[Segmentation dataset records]
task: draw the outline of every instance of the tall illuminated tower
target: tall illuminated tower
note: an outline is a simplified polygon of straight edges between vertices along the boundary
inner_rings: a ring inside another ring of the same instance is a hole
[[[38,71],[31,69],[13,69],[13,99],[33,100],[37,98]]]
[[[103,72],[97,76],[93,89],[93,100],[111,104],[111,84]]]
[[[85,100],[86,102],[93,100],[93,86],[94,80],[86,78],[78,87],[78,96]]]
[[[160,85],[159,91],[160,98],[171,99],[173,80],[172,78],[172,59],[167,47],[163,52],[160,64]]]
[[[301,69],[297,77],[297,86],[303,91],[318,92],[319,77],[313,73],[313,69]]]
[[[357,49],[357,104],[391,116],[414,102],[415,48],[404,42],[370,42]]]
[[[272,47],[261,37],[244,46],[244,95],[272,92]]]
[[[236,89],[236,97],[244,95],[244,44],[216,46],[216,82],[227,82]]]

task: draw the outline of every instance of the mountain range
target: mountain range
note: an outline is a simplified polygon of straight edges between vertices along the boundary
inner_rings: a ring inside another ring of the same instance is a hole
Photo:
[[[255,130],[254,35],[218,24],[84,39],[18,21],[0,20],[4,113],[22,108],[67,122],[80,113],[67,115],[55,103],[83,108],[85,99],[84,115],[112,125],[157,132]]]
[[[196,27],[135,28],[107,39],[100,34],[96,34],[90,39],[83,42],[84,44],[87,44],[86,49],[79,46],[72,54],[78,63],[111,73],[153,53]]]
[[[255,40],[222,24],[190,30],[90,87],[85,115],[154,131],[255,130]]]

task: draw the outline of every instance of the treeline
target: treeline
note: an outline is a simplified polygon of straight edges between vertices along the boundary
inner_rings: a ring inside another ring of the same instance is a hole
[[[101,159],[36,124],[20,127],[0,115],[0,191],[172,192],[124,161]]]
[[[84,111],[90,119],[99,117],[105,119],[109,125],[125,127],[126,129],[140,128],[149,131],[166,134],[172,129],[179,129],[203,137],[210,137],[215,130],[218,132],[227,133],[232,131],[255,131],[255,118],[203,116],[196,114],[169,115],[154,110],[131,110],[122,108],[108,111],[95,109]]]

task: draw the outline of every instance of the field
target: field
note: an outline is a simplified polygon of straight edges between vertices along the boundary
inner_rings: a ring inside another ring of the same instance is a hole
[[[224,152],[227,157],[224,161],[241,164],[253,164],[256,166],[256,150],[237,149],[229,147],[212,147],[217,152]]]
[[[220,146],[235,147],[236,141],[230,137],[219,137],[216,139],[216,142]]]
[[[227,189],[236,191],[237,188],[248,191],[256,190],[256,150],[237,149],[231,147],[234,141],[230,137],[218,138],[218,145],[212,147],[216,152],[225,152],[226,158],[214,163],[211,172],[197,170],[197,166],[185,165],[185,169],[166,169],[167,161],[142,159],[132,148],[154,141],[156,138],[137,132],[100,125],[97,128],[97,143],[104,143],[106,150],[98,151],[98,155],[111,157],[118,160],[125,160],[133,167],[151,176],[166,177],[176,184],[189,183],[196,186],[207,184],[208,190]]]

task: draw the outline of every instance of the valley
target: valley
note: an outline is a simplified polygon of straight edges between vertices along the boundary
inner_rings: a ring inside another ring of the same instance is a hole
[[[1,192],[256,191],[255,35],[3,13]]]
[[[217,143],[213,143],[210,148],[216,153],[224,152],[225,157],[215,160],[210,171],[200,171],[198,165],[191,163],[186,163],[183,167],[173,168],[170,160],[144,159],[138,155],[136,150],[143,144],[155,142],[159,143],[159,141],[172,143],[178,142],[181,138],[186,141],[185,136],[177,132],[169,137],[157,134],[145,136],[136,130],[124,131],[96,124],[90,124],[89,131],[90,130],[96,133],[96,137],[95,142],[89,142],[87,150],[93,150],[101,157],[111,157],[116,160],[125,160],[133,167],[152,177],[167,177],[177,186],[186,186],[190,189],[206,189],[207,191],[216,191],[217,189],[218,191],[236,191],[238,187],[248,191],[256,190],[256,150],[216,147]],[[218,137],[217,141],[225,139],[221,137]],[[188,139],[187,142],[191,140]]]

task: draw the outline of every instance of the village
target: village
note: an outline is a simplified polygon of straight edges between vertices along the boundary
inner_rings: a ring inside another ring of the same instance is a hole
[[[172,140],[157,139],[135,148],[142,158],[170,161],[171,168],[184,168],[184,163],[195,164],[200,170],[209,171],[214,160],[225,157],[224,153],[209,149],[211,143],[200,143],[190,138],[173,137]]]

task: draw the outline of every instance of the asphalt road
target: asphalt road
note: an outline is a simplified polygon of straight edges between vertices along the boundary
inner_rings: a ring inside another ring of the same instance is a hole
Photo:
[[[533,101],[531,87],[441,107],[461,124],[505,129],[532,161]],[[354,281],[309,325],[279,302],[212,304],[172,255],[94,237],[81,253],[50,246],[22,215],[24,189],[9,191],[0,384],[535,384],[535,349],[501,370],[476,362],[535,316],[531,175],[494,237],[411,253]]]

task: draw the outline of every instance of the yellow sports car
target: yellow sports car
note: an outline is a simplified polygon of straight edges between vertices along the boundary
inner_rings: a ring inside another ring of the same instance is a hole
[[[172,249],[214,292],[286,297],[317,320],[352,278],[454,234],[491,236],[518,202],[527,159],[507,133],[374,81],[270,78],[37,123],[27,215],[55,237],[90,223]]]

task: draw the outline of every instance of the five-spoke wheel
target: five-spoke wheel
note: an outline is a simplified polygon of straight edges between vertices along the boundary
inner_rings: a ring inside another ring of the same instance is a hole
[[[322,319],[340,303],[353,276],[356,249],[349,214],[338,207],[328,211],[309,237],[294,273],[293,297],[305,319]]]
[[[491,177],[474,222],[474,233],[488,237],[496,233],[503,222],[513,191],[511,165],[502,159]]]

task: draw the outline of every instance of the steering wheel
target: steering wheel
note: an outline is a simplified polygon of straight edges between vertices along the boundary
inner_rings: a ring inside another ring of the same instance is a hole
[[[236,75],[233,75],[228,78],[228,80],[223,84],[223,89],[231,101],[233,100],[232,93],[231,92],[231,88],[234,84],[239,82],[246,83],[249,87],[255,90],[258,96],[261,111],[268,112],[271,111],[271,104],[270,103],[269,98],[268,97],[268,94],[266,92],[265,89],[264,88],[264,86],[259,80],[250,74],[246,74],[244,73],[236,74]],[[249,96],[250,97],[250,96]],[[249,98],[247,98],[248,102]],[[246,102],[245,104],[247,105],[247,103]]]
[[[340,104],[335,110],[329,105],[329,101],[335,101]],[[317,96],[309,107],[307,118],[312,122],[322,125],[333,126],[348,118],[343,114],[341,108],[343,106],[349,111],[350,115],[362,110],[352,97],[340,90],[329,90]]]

▶ [Given instruction]: Output exactly the lines between the one containing "task: draw the outline of every instance of the yellow" and the final line above, both inclusive.

▶ [Solution to the exercise]:
task: draw the outline of every instance of the yellow sports car
target: yellow sports car
note: an outline is a simplified polygon of straight edges between vertices along the boundary
inner_rings: a ring inside another ring of the same instance is a hole
[[[172,249],[214,292],[286,297],[317,320],[352,278],[454,234],[491,236],[518,202],[527,159],[507,133],[374,81],[270,78],[37,123],[27,215],[55,237],[90,223]]]

task: draw the outline of every instance of the five-spoke wheel
target: five-spoke wheel
note: an outline is a simplified polygon of straight edges between vertices along the boundary
inner_rings: a ring inside another ring of the same instance is a hole
[[[322,319],[340,303],[353,276],[356,249],[349,214],[338,207],[328,211],[309,237],[294,273],[293,297],[305,319]]]
[[[491,177],[474,222],[474,233],[488,237],[496,233],[503,222],[513,191],[511,165],[502,159]]]

task: draw the outline of every instance of the steering wheel
target: steering wheel
note: an outline is a simplified polygon of straight edges between vertices along the boundary
inner_rings: a ring inside another ring of the same instance is a hole
[[[236,75],[233,75],[228,78],[228,80],[223,84],[223,89],[231,101],[233,100],[232,93],[231,92],[231,88],[234,84],[239,82],[246,83],[249,87],[255,90],[258,96],[261,111],[268,112],[271,111],[271,104],[270,103],[269,98],[268,97],[268,94],[266,92],[265,89],[264,88],[264,86],[259,80],[250,74],[246,74],[244,73],[236,74]],[[249,96],[250,97],[250,96]],[[249,98],[247,98],[248,102]],[[246,102],[245,104],[247,105],[247,103]]]
[[[340,104],[335,110],[329,105],[329,101],[335,101]],[[317,96],[309,107],[307,118],[312,122],[322,125],[333,126],[348,118],[343,114],[341,108],[343,106],[349,111],[350,115],[362,110],[352,97],[340,90],[329,90]]]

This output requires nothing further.